### [Saved data entries]
★ ★ ★ ★ ★

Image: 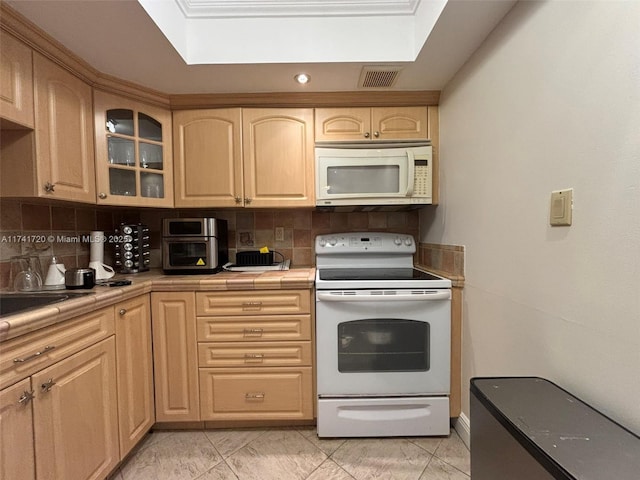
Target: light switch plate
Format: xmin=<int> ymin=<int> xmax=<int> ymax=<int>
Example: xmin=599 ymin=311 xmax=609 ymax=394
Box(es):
xmin=549 ymin=188 xmax=573 ymax=227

★ ★ ★ ★ ★

### [PROBLEM]
Copy the records above line for line, leaving out the pictures.

### [WRITTEN SOLUTION]
Image: 
Target: light switch plate
Format: xmin=<int> ymin=<int> xmax=<int> ymax=<int>
Example: xmin=599 ymin=311 xmax=609 ymax=394
Box(es):
xmin=549 ymin=188 xmax=573 ymax=227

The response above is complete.